— Start of MATERIAL —
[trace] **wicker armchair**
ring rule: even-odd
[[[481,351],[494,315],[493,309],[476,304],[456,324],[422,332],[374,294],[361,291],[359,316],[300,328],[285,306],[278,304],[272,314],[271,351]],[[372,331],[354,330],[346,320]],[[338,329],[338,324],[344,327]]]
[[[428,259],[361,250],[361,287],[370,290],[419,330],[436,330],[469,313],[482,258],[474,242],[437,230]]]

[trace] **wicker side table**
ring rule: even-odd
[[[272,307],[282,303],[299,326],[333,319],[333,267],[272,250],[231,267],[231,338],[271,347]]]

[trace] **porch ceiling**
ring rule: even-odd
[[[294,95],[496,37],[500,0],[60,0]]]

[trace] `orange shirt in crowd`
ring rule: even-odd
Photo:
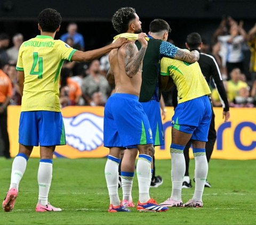
[[[0,69],[0,103],[5,102],[7,97],[12,97],[12,85],[9,77]]]
[[[67,84],[69,89],[68,98],[71,102],[71,104],[75,105],[77,96],[82,95],[81,88],[76,81],[74,81],[70,78],[67,79]]]

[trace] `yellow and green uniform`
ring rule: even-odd
[[[60,70],[76,51],[47,36],[38,35],[21,45],[16,67],[25,74],[21,111],[60,112]]]
[[[178,103],[211,94],[197,62],[190,64],[163,57],[161,61],[161,74],[170,76],[173,80],[177,87]]]
[[[199,64],[163,57],[161,74],[170,76],[178,90],[178,105],[172,118],[174,129],[191,134],[191,139],[207,141],[212,109],[211,90]]]

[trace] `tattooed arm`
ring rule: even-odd
[[[194,50],[189,52],[180,48],[178,48],[174,55],[173,59],[193,63],[198,61],[199,57],[199,52],[196,50]]]
[[[186,50],[179,48],[174,45],[165,41],[162,41],[159,51],[161,56],[186,61],[190,63],[194,63],[199,60],[199,52],[196,50],[186,52]]]
[[[111,67],[109,68],[108,73],[107,73],[107,80],[111,87],[115,86],[115,77]]]
[[[145,40],[146,34],[140,33],[138,40],[141,44],[141,48],[137,54],[137,47],[134,43],[130,42],[126,44],[124,53],[124,66],[126,74],[130,78],[133,77],[142,68],[142,61],[148,46],[148,42]]]

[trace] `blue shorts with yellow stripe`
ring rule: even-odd
[[[59,112],[21,112],[19,143],[26,146],[66,145],[62,116]]]
[[[138,96],[114,94],[104,110],[104,146],[130,148],[153,144],[148,118]]]
[[[148,116],[149,124],[152,130],[154,145],[155,146],[164,144],[164,132],[162,123],[160,103],[156,100],[141,102],[144,112]]]
[[[172,123],[177,130],[192,134],[193,140],[208,140],[212,108],[207,95],[179,103],[175,109]]]

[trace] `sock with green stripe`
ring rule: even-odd
[[[181,189],[185,174],[186,163],[183,151],[185,146],[171,144],[170,151],[172,158],[172,194],[171,198],[174,201],[181,200]]]
[[[195,157],[195,193],[193,199],[202,202],[204,185],[208,173],[208,163],[205,154],[205,148],[193,148]]]
[[[123,199],[126,199],[129,202],[132,201],[132,188],[134,176],[133,172],[121,171]]]
[[[41,205],[48,204],[49,193],[52,178],[52,160],[41,159],[39,163],[37,181],[39,186],[38,202]]]
[[[118,166],[120,162],[119,159],[109,155],[105,165],[105,178],[110,204],[114,206],[120,205],[118,196]]]
[[[147,202],[149,196],[149,187],[151,178],[151,162],[149,155],[140,154],[138,160],[136,172],[139,184],[139,201],[141,203]]]
[[[12,162],[10,189],[15,188],[19,191],[19,185],[25,172],[28,157],[24,153],[19,153]]]

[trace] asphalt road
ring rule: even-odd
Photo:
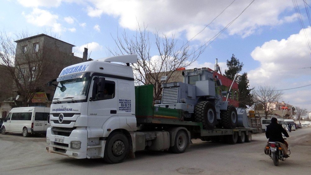
[[[264,153],[264,133],[235,145],[193,140],[183,154],[143,151],[114,164],[48,153],[44,136],[0,134],[0,174],[311,174],[311,128],[289,134],[291,154],[278,167]]]

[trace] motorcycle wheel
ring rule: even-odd
[[[275,153],[272,153],[271,157],[272,157],[272,160],[273,160],[273,164],[274,165],[277,166],[279,165],[279,158],[277,157],[277,154]]]

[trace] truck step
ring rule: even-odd
[[[102,146],[100,144],[94,144],[94,145],[87,145],[87,149],[89,148],[100,148],[102,147]]]

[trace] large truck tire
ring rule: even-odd
[[[172,152],[174,153],[182,153],[186,151],[188,146],[188,136],[183,130],[179,130],[176,134],[174,146],[171,148]]]
[[[195,120],[196,122],[202,122],[203,129],[211,129],[215,128],[217,120],[214,105],[207,101],[203,101],[197,104],[195,110]]]
[[[236,109],[232,105],[228,105],[227,110],[221,111],[220,117],[221,124],[225,129],[233,129],[236,127],[238,123],[238,113]]]
[[[123,133],[116,132],[108,137],[105,146],[104,159],[109,163],[123,161],[128,153],[128,140]]]

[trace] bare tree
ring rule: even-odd
[[[296,107],[296,112],[297,116],[298,117],[297,120],[299,121],[299,123],[300,123],[301,116],[308,116],[309,113],[309,112],[306,109],[300,108],[299,107]]]
[[[16,36],[28,36],[25,33]],[[48,80],[57,77],[65,66],[55,66],[55,63],[61,65],[64,61],[61,58],[65,57],[59,50],[52,50],[41,43],[18,48],[15,40],[0,32],[0,64],[5,66],[13,79],[12,90],[22,97],[21,106],[27,106],[35,92],[42,91]]]
[[[135,83],[137,85],[153,84],[154,99],[159,99],[161,83],[172,78],[176,69],[188,66],[196,60],[204,49],[201,46],[195,50],[188,42],[178,46],[174,35],[171,37],[164,34],[160,35],[157,32],[153,33],[155,41],[153,42],[146,27],[138,26],[136,35],[130,37],[125,31],[121,36],[118,34],[116,38],[114,38],[116,48],[107,49],[114,56],[138,55],[137,64],[131,65]],[[155,49],[157,54],[155,56],[151,52]],[[160,78],[163,76],[167,77],[161,82]]]
[[[282,94],[281,92],[269,86],[259,86],[253,91],[253,96],[256,99],[256,101],[262,105],[266,119],[268,118],[268,115],[272,113],[275,107],[273,103],[277,101]]]

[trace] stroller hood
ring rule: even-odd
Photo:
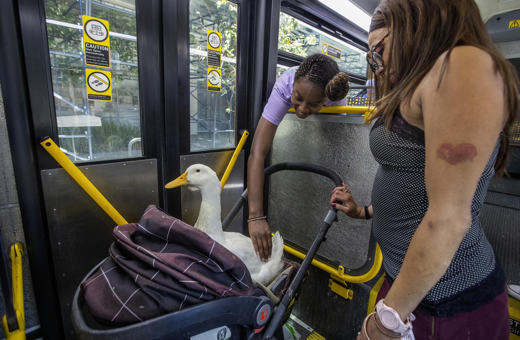
[[[139,223],[114,228],[99,269],[82,283],[100,323],[122,325],[213,299],[250,295],[243,263],[202,231],[149,206]]]

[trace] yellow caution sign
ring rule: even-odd
[[[87,97],[90,100],[112,100],[112,74],[108,71],[85,70]]]
[[[83,16],[83,50],[85,63],[110,67],[110,37],[108,21]]]
[[[222,65],[222,34],[207,30],[207,66],[220,67]]]
[[[207,69],[207,90],[220,92],[222,86],[222,73],[219,69]]]
[[[328,44],[323,44],[321,46],[321,51],[328,56],[330,56],[336,59],[341,59],[341,50],[331,46]]]

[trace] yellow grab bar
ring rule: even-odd
[[[23,310],[23,279],[22,276],[23,249],[23,244],[16,242],[11,246],[10,252],[12,264],[12,300],[15,309],[19,310],[22,317],[25,315]]]
[[[243,147],[244,143],[245,143],[245,140],[248,139],[248,136],[249,136],[249,132],[247,130],[244,130],[244,133],[242,134],[240,141],[238,142],[238,145],[237,146],[237,148],[235,150],[235,152],[233,153],[231,160],[229,161],[229,164],[228,164],[228,167],[226,168],[226,171],[224,172],[224,174],[222,176],[222,179],[220,180],[221,190],[224,189],[224,185],[226,184],[227,179],[229,177],[231,171],[233,169],[235,163],[237,162],[237,159],[238,158],[238,155],[240,154],[240,151],[242,151],[242,148]]]
[[[373,106],[324,106],[318,111],[320,113],[355,113],[365,115],[366,124],[372,123],[372,115],[378,110]],[[289,109],[289,112],[294,112],[294,108]]]
[[[320,113],[357,113],[364,114],[367,111],[375,112],[378,109],[373,106],[324,106],[318,111]],[[294,108],[289,112],[294,112]]]
[[[107,213],[108,216],[114,220],[114,221],[118,226],[128,224],[128,222],[112,206],[112,204],[107,200],[107,199],[99,192],[99,191],[90,182],[90,181],[88,180],[88,179],[83,175],[83,173],[80,171],[80,169],[72,163],[72,161],[69,159],[69,158],[63,151],[60,150],[60,148],[50,137],[46,136],[42,137],[40,139],[40,143],[56,160],[56,162],[69,173],[71,177],[83,188],[83,190],[87,192],[87,193],[96,201],[96,203],[105,211],[105,212]]]
[[[4,316],[2,324],[6,340],[25,340],[25,320],[23,309],[23,279],[22,277],[22,256],[23,244],[17,242],[11,246],[10,255],[12,276],[12,302],[16,312],[18,329],[9,331],[7,318]]]
[[[283,250],[302,259],[305,258],[305,253],[293,248],[290,245],[284,244]],[[335,268],[316,258],[313,259],[311,263],[322,270],[327,272],[338,281],[342,280],[347,282],[352,282],[352,283],[362,283],[370,281],[379,272],[379,270],[381,268],[381,265],[383,264],[383,255],[381,254],[381,250],[379,247],[379,245],[376,244],[375,246],[375,254],[374,256],[374,263],[372,265],[372,268],[365,273],[359,276],[345,274],[345,268],[343,266],[340,266],[339,268]]]

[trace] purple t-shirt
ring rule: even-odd
[[[292,106],[291,95],[294,84],[294,75],[298,67],[291,67],[282,73],[275,83],[271,96],[264,108],[262,116],[275,125],[280,125],[283,116]],[[346,104],[346,98],[339,101],[331,101],[328,99],[325,102],[325,106],[345,106]]]

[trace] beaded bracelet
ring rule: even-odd
[[[258,217],[254,217],[253,218],[250,218],[248,220],[248,223],[251,222],[252,221],[256,221],[257,219],[264,219],[267,218],[267,216],[258,216]]]

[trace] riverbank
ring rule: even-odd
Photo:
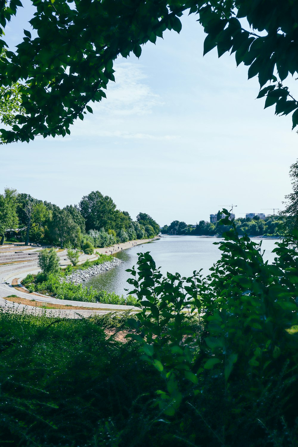
[[[61,278],[61,282],[65,281],[66,283],[73,283],[74,284],[77,285],[84,282],[91,276],[95,276],[100,273],[107,272],[111,269],[113,269],[117,266],[119,266],[122,262],[123,261],[121,261],[121,259],[114,257],[113,261],[107,261],[98,265],[91,266],[84,270],[78,269],[67,276]]]
[[[152,242],[152,240],[156,240],[160,238],[160,236],[155,236],[151,239],[137,239],[136,240],[130,240],[128,242],[122,242],[120,244],[114,244],[113,245],[109,247],[108,248],[97,248],[94,249],[94,253],[97,252],[98,253],[104,253],[108,254],[113,254],[114,253],[121,252],[123,250],[126,250],[127,249],[131,249],[132,247],[136,245],[142,245],[144,244],[147,244],[148,242]],[[111,253],[112,252],[112,253]]]

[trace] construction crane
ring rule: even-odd
[[[280,210],[280,208],[263,208],[262,209],[262,211],[264,211],[265,210],[271,210],[271,211],[272,211],[272,210],[273,210],[273,216],[275,216],[275,210],[276,210],[277,211],[279,211],[279,210]]]
[[[234,207],[235,207],[235,208],[236,207],[238,206],[238,205],[233,205],[233,203],[232,203],[231,205],[220,205],[218,206],[219,206],[219,207],[232,207],[232,209],[231,209],[231,210],[230,210],[230,211],[231,211],[232,212],[233,212],[233,208],[234,208]]]

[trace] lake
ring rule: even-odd
[[[259,242],[258,238],[252,238]],[[209,269],[220,257],[221,252],[214,242],[222,240],[221,238],[205,236],[168,236],[160,239],[132,247],[130,249],[116,253],[115,256],[123,261],[121,265],[112,270],[92,276],[84,283],[84,286],[92,286],[97,290],[115,292],[125,295],[125,289],[131,286],[126,283],[130,275],[125,270],[136,265],[138,253],[149,251],[157,267],[160,267],[161,273],[176,273],[183,276],[190,276],[194,270],[203,269],[203,273],[208,274]],[[274,253],[272,253],[277,239],[263,239],[262,248],[265,250],[264,260],[271,263]],[[130,289],[129,289],[130,290]]]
— End of MATERIAL —
## GOAL
Output everything from the line containing "[trace] beaded bracelet" down to the end of the material verbatim, both ends included. Omit the pictures from your output.

## ANSWER TO THIS PROBLEM
[trace] beaded bracelet
ring rule: even-odd
[[[258,217],[254,217],[253,218],[250,218],[248,220],[248,223],[251,222],[252,221],[256,221],[257,219],[264,219],[267,218],[267,216],[258,216]]]

[trace] riverbank
ring rule: even-odd
Photo:
[[[61,278],[61,282],[65,281],[66,283],[73,283],[74,284],[77,285],[84,282],[91,276],[95,276],[100,273],[107,272],[111,269],[113,269],[117,266],[119,266],[122,262],[123,261],[121,261],[121,259],[114,257],[113,261],[107,261],[98,265],[91,266],[84,270],[78,269],[67,276]]]
[[[152,242],[152,240],[156,240],[160,238],[160,236],[155,236],[151,239],[137,239],[136,240],[130,240],[128,242],[122,242],[120,244],[114,244],[113,245],[109,247],[108,248],[97,248],[94,249],[94,253],[97,252],[98,253],[104,253],[108,254],[113,254],[114,253],[121,252],[123,250],[126,250],[127,249],[131,249],[132,247],[136,245],[142,245],[144,244],[147,244],[148,242]],[[111,253],[112,252],[112,253]]]

[trace] construction crane
ring rule: even-odd
[[[280,210],[280,208],[263,208],[262,209],[262,211],[264,211],[265,210],[271,210],[271,211],[272,211],[272,210],[273,210],[273,216],[275,216],[275,210],[276,210],[277,211],[279,211],[279,210]]]
[[[234,207],[235,207],[235,208],[236,207],[238,206],[238,205],[233,205],[233,203],[232,203],[231,205],[220,205],[218,206],[219,206],[219,207],[232,207],[232,209],[231,209],[231,210],[230,210],[230,211],[231,211],[232,212],[233,212],[233,208],[234,208]]]

[trace] lake
ring rule: even-odd
[[[259,242],[258,238],[252,238]],[[209,269],[220,257],[221,252],[214,242],[222,240],[221,238],[205,236],[168,236],[160,239],[132,247],[130,249],[116,253],[115,256],[123,261],[121,265],[112,270],[92,276],[84,283],[84,286],[92,286],[97,290],[115,292],[125,295],[125,289],[131,286],[126,283],[130,275],[125,270],[136,265],[138,253],[149,251],[157,267],[160,267],[161,273],[176,273],[183,276],[190,276],[194,270],[203,269],[203,273],[208,274]],[[274,253],[272,253],[277,239],[263,239],[262,248],[265,250],[264,260],[271,263]],[[130,289],[129,289],[130,290]]]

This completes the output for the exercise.